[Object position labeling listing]
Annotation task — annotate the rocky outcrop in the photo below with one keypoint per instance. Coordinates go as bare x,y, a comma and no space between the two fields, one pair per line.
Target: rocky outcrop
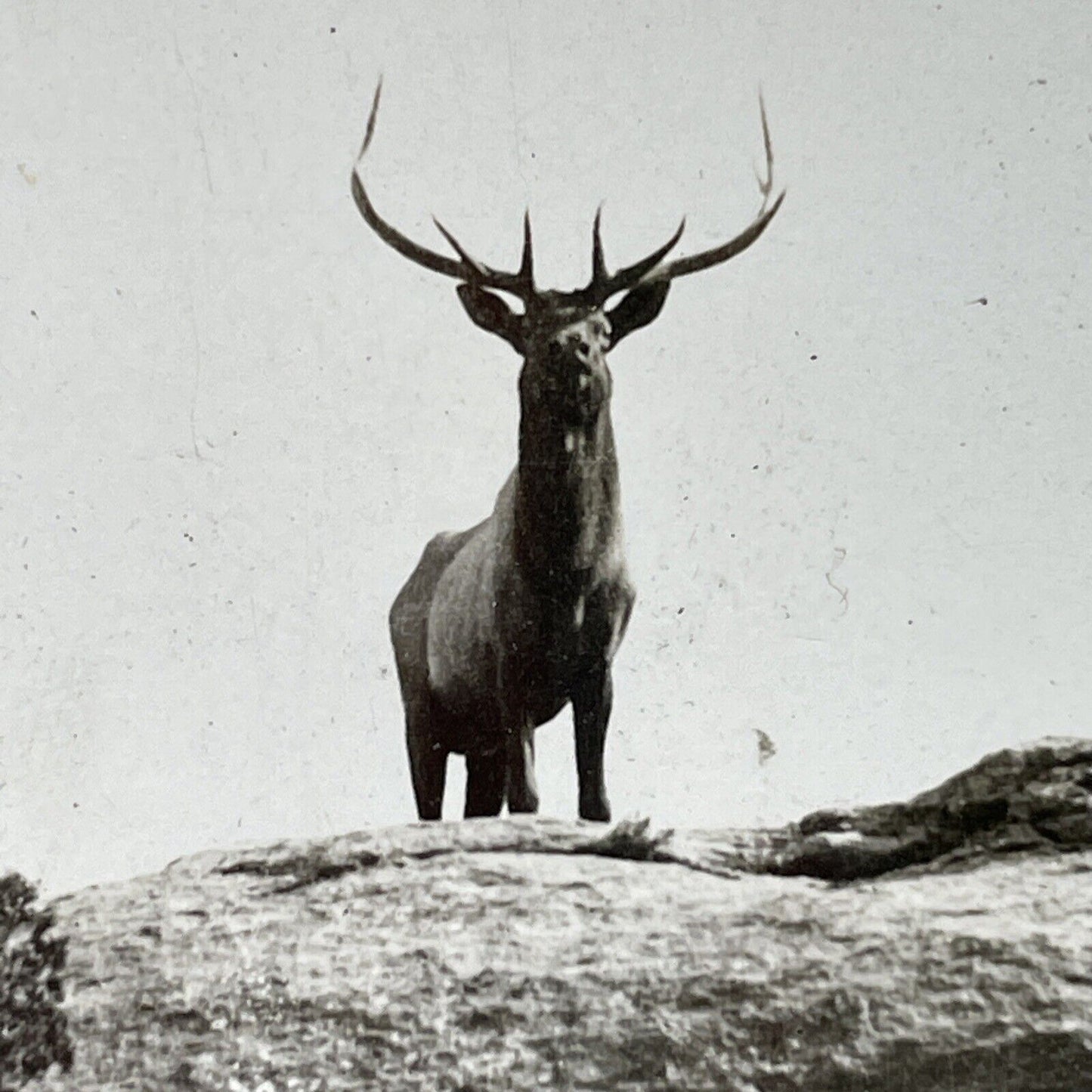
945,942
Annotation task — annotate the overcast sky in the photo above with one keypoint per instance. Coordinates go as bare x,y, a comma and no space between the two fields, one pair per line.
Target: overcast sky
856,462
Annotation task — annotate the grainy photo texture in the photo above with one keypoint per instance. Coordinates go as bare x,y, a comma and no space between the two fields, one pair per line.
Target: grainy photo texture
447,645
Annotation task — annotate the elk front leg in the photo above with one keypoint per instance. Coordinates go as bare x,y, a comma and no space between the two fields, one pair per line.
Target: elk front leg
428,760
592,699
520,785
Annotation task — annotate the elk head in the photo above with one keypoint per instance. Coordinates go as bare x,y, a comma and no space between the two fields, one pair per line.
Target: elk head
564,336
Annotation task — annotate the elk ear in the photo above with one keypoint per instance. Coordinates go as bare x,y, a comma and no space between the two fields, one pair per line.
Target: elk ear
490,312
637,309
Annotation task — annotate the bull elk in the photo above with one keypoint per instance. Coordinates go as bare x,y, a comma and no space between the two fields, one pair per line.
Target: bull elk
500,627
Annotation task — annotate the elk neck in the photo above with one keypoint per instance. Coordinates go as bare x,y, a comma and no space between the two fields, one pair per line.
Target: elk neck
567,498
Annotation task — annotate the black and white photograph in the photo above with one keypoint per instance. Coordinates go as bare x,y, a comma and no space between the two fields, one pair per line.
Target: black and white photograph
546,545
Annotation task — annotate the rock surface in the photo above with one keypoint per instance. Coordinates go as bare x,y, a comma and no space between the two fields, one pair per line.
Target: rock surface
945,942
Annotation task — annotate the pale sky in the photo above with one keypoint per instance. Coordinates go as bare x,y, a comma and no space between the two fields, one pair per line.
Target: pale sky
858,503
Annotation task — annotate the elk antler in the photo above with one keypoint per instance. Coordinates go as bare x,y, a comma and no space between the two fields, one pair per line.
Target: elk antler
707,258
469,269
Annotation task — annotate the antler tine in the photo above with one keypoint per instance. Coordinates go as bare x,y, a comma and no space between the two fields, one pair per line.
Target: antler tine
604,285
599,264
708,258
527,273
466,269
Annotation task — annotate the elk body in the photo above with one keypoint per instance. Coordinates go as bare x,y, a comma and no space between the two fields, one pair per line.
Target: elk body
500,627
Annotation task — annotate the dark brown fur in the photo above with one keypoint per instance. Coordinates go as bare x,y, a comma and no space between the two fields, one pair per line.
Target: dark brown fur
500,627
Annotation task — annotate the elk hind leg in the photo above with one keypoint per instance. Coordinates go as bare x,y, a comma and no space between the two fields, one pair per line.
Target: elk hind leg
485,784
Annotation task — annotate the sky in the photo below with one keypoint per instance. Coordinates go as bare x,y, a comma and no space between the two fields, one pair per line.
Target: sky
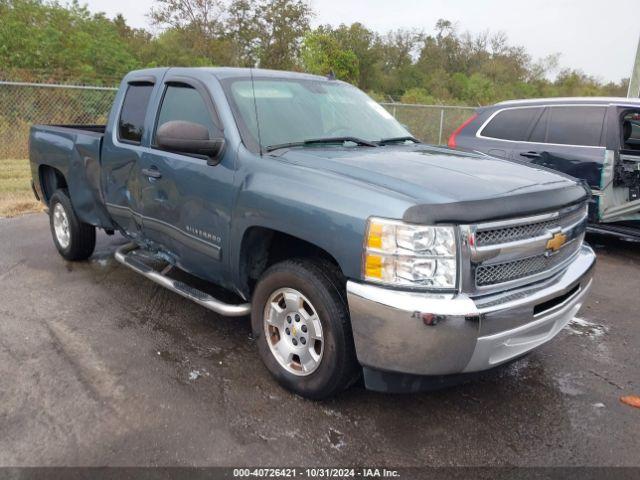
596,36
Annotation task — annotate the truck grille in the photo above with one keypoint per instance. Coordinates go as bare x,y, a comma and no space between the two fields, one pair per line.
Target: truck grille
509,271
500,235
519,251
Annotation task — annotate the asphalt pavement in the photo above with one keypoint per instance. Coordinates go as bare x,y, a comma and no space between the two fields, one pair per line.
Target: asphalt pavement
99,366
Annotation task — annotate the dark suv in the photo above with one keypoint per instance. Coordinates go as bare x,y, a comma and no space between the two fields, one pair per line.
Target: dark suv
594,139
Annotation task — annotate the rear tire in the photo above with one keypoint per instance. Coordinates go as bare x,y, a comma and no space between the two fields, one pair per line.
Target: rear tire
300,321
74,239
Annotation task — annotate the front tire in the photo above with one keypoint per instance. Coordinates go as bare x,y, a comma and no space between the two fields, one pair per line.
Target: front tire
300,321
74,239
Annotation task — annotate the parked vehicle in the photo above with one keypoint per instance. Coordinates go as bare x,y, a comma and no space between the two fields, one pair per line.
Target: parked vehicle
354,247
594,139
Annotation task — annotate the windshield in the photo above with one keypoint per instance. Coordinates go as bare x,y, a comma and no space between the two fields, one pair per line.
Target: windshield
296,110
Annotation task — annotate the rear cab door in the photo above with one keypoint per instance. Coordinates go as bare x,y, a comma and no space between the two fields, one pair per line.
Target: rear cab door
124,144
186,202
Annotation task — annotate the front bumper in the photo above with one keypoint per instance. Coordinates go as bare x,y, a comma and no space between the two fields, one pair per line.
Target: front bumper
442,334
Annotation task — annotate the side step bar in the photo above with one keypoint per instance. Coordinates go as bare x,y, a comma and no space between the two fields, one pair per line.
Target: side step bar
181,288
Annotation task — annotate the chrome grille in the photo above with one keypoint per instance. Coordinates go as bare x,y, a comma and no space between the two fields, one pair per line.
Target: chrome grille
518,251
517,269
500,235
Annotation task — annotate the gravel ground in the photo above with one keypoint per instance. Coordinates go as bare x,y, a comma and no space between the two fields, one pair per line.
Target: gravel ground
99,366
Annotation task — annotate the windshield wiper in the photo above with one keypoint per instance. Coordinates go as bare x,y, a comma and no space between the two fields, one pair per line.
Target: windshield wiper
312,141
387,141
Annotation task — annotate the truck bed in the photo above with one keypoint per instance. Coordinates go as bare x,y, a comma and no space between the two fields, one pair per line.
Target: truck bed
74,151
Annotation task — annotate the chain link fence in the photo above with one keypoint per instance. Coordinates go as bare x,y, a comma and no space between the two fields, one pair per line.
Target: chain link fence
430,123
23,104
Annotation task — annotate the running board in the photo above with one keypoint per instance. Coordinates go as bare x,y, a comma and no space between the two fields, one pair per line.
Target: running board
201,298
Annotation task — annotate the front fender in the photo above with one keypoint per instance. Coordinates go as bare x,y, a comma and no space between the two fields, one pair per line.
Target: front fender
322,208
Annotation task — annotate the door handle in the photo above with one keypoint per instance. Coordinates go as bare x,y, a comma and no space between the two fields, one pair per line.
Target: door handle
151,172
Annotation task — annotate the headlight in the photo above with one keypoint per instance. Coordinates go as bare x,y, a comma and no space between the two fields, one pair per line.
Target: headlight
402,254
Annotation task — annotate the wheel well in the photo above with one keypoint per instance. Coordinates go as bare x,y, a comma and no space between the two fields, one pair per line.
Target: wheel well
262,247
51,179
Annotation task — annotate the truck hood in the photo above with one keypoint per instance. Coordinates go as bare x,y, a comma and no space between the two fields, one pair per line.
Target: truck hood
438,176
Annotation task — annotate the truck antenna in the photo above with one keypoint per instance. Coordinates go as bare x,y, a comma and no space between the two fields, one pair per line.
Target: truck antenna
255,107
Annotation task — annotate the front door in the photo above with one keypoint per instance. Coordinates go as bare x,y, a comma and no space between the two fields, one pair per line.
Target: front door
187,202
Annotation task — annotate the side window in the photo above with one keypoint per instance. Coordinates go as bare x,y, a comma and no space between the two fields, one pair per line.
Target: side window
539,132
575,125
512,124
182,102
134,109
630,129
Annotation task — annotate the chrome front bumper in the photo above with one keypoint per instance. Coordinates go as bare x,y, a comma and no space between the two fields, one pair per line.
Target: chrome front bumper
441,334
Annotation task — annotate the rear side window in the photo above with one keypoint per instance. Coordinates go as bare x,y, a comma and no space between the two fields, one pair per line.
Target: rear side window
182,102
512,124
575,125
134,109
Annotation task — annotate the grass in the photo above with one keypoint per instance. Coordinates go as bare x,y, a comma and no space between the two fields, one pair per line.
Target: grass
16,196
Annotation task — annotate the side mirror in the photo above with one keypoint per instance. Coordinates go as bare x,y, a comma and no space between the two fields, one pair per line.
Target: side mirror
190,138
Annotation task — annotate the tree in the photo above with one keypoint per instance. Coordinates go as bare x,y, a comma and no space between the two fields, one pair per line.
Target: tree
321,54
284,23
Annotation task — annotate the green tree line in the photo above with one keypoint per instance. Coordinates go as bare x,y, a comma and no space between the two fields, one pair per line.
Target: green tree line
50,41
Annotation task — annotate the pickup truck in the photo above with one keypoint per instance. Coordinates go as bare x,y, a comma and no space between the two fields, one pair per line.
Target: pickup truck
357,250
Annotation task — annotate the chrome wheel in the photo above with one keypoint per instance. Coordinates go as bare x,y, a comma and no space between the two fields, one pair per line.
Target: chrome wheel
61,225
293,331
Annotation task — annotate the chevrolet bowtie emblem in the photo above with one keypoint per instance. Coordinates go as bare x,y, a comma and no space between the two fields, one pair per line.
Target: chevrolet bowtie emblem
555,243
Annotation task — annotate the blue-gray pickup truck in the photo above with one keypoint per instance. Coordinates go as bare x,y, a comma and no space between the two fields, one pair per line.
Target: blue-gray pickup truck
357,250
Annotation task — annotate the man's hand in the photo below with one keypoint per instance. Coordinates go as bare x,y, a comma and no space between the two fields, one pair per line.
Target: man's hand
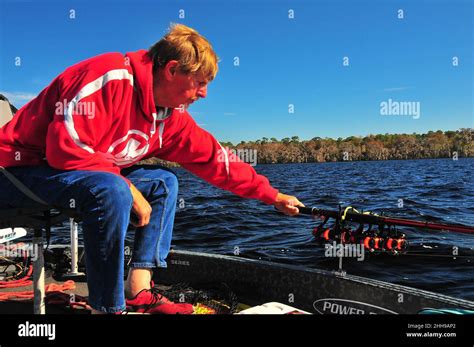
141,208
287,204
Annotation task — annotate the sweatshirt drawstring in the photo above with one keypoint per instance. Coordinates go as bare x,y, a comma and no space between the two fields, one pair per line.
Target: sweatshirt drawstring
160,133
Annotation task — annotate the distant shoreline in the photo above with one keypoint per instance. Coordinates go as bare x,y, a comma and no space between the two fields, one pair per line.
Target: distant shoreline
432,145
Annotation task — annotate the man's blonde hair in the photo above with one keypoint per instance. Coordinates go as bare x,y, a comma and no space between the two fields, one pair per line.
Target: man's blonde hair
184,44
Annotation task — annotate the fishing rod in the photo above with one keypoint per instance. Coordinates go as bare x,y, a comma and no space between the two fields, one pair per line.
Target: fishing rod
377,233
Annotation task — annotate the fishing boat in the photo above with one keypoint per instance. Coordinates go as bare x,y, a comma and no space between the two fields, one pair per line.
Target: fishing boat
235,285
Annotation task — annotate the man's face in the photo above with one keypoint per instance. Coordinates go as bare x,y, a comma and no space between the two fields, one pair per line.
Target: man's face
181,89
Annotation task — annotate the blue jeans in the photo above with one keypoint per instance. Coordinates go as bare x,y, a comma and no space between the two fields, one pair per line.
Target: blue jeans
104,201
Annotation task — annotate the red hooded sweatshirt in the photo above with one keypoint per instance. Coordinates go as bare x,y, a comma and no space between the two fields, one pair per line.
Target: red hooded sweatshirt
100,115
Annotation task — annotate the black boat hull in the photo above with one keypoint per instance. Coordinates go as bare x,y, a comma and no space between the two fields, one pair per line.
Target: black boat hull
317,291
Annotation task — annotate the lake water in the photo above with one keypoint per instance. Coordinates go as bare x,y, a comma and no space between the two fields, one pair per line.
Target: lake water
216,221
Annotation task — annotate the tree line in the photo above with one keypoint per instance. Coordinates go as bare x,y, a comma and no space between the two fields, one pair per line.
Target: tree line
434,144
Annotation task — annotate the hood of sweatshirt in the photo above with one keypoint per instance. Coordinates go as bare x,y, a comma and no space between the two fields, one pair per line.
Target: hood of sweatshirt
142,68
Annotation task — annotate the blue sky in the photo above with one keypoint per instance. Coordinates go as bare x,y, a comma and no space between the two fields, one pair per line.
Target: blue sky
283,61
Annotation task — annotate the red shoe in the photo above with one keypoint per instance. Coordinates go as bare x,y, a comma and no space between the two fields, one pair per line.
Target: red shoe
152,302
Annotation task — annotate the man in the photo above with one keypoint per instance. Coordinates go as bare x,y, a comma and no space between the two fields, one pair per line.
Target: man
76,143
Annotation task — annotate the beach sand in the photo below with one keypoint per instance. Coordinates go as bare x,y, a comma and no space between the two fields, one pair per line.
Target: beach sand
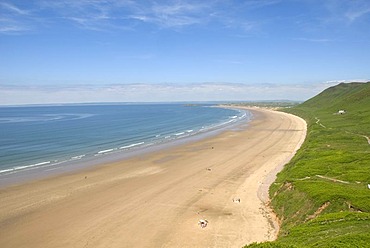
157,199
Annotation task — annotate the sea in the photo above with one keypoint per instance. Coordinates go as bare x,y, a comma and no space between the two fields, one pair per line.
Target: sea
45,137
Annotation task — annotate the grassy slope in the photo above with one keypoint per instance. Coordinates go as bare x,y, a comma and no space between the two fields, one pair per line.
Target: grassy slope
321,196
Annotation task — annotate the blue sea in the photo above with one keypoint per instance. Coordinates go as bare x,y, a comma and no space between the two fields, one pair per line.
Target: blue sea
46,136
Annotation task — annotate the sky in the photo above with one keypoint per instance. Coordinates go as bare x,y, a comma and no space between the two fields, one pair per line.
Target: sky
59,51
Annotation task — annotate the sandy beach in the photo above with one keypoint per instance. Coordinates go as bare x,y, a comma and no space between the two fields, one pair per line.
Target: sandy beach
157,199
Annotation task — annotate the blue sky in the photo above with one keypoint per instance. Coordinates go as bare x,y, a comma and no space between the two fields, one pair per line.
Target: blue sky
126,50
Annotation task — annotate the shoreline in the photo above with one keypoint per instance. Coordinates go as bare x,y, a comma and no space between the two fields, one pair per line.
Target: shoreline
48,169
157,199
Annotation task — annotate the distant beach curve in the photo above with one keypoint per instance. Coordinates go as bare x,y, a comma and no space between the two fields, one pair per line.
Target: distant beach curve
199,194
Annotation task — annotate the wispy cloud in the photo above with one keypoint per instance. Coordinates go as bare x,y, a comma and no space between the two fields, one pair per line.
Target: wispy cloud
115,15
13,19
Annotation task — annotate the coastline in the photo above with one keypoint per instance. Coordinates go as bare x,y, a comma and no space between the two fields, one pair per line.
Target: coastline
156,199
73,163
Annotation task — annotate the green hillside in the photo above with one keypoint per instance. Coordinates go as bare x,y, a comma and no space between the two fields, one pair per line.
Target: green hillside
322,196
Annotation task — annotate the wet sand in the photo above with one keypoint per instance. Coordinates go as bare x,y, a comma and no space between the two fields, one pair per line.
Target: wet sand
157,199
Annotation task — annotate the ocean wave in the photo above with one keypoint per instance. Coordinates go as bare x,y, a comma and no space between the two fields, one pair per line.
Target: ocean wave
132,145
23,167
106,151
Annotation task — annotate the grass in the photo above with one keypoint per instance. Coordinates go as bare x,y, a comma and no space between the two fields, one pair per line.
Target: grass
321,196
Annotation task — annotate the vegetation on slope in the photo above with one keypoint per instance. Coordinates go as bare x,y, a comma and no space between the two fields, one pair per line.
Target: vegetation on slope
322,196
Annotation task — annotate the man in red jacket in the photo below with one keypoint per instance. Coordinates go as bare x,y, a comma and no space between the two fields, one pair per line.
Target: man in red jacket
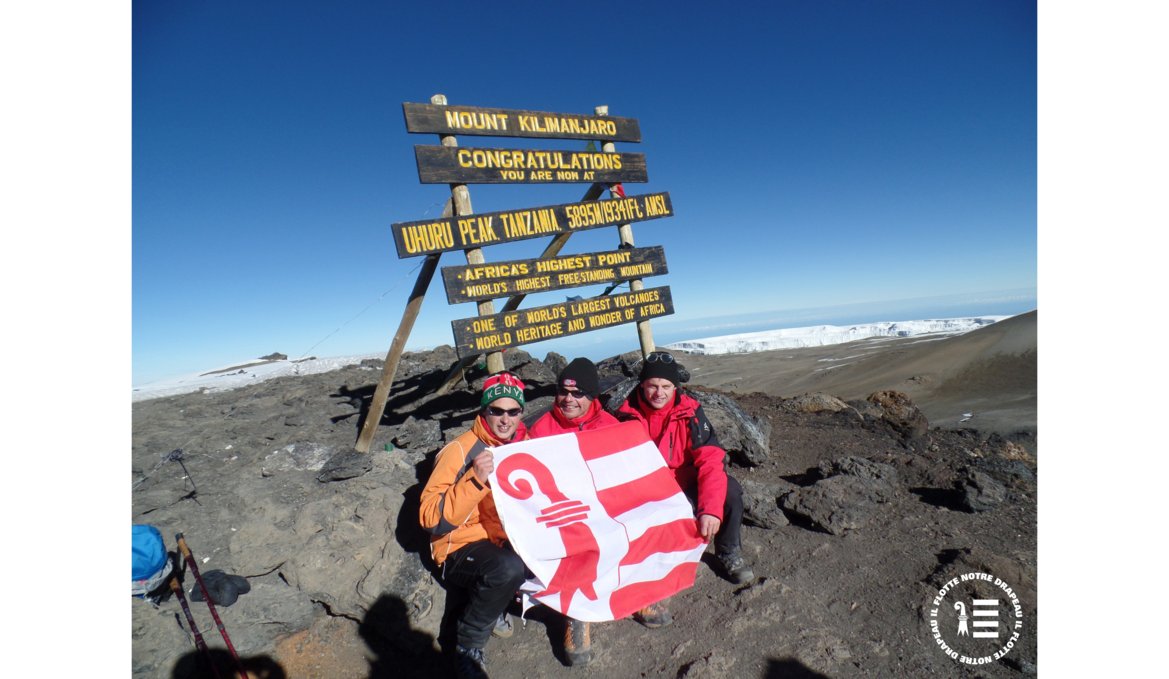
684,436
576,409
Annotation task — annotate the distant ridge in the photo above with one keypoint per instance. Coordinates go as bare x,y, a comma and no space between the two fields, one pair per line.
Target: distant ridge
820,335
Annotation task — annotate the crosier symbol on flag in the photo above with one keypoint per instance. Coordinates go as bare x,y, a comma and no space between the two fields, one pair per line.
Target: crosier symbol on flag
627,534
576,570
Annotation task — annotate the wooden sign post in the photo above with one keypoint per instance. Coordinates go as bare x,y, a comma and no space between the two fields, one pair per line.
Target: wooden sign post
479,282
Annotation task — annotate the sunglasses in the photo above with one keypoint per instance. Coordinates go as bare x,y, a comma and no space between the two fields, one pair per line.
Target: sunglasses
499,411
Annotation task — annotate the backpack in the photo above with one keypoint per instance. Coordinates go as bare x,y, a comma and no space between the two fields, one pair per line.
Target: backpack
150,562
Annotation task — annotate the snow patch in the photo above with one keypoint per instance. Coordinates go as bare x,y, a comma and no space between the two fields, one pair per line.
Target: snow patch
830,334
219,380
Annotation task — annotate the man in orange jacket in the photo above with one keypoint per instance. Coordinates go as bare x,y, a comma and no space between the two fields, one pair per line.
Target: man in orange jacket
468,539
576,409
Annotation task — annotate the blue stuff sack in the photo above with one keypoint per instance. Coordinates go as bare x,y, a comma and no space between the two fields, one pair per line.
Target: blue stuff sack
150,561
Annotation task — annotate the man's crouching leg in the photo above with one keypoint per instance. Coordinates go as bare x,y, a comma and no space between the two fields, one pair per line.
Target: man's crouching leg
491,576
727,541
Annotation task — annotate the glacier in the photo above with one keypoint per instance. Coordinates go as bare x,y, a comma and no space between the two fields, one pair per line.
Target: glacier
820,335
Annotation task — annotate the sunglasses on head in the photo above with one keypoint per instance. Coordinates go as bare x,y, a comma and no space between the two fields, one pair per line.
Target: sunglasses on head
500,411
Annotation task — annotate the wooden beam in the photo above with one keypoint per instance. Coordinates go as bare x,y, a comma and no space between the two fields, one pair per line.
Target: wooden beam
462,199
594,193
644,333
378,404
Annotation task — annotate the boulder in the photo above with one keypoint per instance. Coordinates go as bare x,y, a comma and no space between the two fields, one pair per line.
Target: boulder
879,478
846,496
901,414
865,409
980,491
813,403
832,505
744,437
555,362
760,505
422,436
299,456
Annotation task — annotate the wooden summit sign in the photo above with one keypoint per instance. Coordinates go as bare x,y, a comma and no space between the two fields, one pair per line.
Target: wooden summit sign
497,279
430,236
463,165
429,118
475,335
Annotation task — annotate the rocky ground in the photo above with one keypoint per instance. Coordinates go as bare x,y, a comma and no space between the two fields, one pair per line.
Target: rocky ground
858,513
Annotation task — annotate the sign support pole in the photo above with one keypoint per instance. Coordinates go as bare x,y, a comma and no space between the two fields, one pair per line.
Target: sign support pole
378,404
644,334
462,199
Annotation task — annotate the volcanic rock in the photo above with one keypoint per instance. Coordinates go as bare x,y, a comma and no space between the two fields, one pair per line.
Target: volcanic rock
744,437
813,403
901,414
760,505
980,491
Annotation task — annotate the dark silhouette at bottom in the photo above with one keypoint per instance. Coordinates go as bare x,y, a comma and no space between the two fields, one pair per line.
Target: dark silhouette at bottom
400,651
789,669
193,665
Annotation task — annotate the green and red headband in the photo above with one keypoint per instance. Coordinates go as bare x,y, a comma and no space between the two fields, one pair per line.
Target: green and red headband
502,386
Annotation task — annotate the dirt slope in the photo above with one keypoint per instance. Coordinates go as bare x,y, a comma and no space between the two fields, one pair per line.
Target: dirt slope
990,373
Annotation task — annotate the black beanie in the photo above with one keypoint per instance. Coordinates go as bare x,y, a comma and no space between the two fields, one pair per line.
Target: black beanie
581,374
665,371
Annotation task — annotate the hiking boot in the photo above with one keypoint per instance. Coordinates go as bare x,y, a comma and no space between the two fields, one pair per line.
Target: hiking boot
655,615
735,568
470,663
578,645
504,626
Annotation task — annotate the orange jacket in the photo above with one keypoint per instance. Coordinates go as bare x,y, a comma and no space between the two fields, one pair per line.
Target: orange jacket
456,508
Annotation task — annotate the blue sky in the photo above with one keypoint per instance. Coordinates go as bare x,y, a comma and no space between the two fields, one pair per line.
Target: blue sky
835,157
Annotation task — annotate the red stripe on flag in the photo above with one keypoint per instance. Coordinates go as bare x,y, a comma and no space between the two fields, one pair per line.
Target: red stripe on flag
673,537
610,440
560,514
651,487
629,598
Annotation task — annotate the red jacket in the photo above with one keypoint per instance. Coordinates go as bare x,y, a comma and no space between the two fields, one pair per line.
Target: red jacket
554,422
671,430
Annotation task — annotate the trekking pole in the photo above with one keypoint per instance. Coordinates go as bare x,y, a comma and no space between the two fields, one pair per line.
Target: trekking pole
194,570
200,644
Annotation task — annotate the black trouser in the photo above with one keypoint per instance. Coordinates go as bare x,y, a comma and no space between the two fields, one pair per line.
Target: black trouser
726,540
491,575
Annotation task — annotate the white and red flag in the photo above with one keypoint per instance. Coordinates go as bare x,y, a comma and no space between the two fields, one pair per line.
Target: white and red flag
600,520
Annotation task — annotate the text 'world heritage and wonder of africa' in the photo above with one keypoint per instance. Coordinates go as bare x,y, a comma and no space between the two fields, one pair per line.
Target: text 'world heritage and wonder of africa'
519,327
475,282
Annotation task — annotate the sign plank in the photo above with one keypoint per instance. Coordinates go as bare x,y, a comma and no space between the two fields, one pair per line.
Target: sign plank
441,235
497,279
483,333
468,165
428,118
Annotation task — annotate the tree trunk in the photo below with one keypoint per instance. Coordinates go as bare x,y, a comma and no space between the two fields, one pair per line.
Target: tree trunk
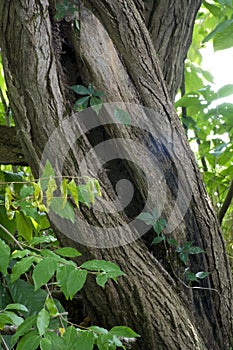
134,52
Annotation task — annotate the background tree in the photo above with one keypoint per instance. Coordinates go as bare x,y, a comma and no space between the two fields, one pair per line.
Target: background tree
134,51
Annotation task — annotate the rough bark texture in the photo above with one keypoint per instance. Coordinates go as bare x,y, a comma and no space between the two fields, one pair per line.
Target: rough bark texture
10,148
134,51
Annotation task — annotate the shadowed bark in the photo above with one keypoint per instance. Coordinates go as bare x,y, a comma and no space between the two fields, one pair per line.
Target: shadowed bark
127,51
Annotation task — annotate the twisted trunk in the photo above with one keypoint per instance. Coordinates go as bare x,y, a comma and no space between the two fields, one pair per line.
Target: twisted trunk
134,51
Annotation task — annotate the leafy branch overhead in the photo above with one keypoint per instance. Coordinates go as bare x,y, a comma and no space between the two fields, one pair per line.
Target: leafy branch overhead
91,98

Exercise brief:
Starting at the line that contains "Annotation task — annotate the background" and running through the end of the listing, reproduce these lines with "keypoint" swapped for "marker" wherever it appears, changing nothing else.

Expected answer:
Annotation task — annotate the background tree in the photo above with one marker per instance. Coordinates go as bare x,y, a comma and no space between the two fields, one pair per line.
Target: background tree
134,51
Annotation task — annotate the rough bark texture in the photo above with one marker per instance. Coordinates go as bare x,y, a comma and no space between the two fields, one pair per line.
Target: rough bark texture
10,148
134,51
Annotation task — annotate the shadowed bark in the photo above with one marker per instance. Coordinates go as bare x,y, a comma and no space between the two fields, one pair per line.
Target: shadowed bark
127,51
Annotation task — annotate the twisted trunk in the photo above with one marker per instance. Coordinates go as bare x,y, a comma and no space between the two fields, one pair per line.
Target: twisted trunk
134,51
Annotation task — annotate the leafy branch overhead in the photo above with one marker per instance. Coordinates go as bare x,y, a comma and no space between the two fields, one pair per line.
Target: leafy branch overhead
91,98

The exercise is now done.